→ Task brief:
The listing below holds a line with "Target: grassy bank" and a line with "Practice step: find every instance of the small". Reproduce those two lines exactly, plus everything between them.

→ Input data:
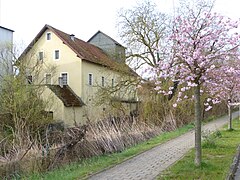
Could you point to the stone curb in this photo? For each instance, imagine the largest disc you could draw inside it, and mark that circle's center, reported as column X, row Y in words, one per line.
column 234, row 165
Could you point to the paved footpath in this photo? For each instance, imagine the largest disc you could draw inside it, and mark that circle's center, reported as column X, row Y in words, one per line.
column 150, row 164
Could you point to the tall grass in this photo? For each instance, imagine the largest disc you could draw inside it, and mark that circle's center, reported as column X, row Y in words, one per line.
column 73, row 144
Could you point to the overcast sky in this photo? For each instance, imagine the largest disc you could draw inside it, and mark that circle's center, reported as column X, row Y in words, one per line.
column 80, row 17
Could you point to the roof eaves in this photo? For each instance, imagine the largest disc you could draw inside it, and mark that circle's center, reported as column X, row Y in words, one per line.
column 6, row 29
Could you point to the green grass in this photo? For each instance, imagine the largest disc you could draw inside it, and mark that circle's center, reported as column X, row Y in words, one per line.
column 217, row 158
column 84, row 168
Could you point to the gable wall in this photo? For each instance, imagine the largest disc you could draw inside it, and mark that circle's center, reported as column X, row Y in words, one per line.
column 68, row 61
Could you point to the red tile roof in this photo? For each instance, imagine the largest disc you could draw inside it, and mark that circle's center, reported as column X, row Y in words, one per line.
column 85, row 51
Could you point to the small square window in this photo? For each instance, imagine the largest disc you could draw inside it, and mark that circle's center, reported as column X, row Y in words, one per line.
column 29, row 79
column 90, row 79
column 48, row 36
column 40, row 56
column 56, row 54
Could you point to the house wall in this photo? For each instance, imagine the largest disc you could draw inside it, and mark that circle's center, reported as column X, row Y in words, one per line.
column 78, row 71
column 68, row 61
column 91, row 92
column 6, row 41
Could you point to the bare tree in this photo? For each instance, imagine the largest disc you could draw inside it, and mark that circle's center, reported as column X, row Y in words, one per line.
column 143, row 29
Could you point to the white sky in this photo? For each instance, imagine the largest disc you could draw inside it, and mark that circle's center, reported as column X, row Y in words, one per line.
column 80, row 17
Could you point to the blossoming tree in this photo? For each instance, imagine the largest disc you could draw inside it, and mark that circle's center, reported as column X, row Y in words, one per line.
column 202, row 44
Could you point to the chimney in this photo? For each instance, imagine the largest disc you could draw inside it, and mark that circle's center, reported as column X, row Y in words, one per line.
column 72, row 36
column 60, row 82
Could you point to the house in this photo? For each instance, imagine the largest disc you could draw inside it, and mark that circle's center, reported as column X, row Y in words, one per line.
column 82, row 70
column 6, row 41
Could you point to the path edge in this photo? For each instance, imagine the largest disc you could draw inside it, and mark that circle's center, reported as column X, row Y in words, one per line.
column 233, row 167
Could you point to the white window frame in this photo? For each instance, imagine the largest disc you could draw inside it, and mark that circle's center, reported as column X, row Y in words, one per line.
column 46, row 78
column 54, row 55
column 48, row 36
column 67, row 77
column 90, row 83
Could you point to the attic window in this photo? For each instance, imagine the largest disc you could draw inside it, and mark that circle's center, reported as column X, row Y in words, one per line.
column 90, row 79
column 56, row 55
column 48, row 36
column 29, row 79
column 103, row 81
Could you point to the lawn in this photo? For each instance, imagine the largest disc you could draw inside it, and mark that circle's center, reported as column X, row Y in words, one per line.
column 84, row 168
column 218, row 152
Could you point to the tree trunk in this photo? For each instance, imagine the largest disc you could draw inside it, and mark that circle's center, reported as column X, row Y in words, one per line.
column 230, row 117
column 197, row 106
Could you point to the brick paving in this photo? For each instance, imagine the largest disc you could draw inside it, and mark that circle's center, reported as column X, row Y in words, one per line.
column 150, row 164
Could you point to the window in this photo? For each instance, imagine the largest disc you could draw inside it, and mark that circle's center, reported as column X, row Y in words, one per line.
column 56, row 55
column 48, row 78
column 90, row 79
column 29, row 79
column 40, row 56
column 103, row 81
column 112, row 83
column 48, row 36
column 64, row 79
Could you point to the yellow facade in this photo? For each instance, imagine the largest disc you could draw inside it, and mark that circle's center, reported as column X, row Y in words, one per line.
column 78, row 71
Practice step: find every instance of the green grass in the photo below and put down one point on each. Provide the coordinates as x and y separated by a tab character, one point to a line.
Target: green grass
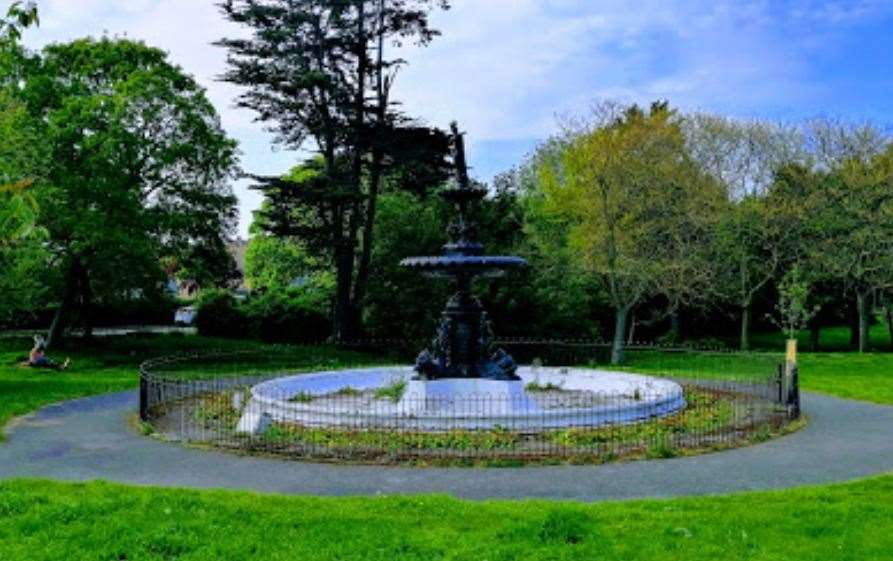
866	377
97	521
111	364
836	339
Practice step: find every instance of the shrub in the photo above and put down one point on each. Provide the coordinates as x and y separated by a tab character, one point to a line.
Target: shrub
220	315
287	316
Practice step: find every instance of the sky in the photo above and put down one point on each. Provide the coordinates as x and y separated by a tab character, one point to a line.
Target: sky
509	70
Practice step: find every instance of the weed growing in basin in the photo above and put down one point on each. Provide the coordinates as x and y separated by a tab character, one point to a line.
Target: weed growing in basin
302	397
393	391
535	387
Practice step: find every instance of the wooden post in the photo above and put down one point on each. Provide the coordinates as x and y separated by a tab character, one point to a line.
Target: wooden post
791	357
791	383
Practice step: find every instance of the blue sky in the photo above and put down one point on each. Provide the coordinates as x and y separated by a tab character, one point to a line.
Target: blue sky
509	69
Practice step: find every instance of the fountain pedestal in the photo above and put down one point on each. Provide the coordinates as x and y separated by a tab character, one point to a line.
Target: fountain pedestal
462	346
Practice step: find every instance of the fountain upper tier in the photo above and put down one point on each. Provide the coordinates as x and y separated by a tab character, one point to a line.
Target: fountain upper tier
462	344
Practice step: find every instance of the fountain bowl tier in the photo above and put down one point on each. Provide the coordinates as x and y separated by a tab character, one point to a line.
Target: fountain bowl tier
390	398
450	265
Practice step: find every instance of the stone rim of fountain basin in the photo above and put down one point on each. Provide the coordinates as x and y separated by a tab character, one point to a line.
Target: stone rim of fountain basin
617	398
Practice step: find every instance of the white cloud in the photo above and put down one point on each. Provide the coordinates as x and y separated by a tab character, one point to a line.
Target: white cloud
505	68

---

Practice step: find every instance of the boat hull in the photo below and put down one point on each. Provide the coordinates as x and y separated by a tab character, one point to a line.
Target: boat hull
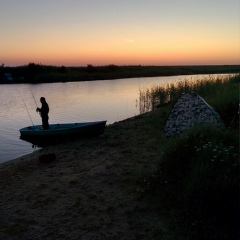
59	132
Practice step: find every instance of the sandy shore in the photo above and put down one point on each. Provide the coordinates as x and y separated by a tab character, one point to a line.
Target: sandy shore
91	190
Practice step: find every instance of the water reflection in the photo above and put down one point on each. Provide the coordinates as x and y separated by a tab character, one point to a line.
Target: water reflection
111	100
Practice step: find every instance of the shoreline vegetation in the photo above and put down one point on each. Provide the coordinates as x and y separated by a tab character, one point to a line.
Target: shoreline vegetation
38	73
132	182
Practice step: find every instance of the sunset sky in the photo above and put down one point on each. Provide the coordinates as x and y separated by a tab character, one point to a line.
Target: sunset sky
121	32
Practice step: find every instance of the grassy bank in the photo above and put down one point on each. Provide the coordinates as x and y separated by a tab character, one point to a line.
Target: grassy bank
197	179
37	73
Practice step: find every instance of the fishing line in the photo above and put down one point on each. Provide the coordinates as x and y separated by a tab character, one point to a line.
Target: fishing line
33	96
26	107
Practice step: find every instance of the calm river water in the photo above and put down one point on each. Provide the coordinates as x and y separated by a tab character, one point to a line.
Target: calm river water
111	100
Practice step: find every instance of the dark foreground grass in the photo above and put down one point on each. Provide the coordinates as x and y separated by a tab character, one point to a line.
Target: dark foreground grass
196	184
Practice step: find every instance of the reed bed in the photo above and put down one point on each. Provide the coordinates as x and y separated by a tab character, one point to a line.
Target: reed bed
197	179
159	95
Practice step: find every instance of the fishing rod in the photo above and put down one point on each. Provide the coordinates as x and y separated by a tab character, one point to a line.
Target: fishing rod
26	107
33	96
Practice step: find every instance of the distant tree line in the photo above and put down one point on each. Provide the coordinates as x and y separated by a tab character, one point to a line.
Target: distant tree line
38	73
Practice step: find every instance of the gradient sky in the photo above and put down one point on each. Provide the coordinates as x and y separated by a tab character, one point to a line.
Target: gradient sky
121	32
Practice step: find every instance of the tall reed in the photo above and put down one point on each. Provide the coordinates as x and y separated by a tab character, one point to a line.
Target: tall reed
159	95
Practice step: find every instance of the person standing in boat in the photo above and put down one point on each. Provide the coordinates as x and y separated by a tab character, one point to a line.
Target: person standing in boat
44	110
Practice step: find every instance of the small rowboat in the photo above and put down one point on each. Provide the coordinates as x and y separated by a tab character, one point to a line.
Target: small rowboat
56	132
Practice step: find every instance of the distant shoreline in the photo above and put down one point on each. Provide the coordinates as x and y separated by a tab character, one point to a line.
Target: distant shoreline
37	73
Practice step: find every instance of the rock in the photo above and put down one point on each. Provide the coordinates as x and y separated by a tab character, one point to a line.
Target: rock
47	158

→ Written response:
Target: grassy bank
197	179
37	73
Practice step: find every instance of the fishing line in the photo above and put down one point on each. Provide the coordinates as x and y separated by a tab character, one point to a line.
Target: fishing line
33	96
26	107
Practice step: find every instance of the calm river water in the photo above and put down one point on each. Provide the coordinates as x and y separated by a tab character, one point to a line.
Target: calm river water
111	100
Practice step: find every instance of the dark foreground grass in the photo above and put down one point on each. Provide the coordinates as x and y separated by a tab character, one point to a line.
Target: dark foreground grass
196	184
Practice step: find every instance of the reed bed in the photo above and put down one point on each. Provide the coordinates as x and y separated by a tab character, one point to a line.
Target: reed bed
197	179
159	95
Practice step: find every instance of the fishing rod in the photo above and put down one point on each. Provide the coordinates as x and y separated by a tab character, one point to a line.
Target: fishing rod
26	107
33	96
Practice step: find every instance of the distant tree line in the photo above and put down one point on each. Provide the coordinates as x and y separated by a tab character, one point to a line.
Target: distant tree line
38	73
Practice step: find every instance of the gradient sky in the photo above and put down one point on each. Provide the coordinates as x and y separated by a tab character, one point to a line.
Target: gradient sky
121	32
Practice step: find every instance of the tall reed in the photo above and put down one point on each. Provide the coordinates as x and y separated by a tab character, one point to a line.
Target: tall reed
159	95
Practice step: find every instance of the person standing in boat in the photo above and put down one point on each. Provide the coordinates as x and y separated by a tab character, one point to a line.
Target: person standing in boat
44	110
Practice step: find every instance of the small rowboat in the photo above and put down one point on each. Provide the coordinates as x and y separated by a tab character, one point to a line.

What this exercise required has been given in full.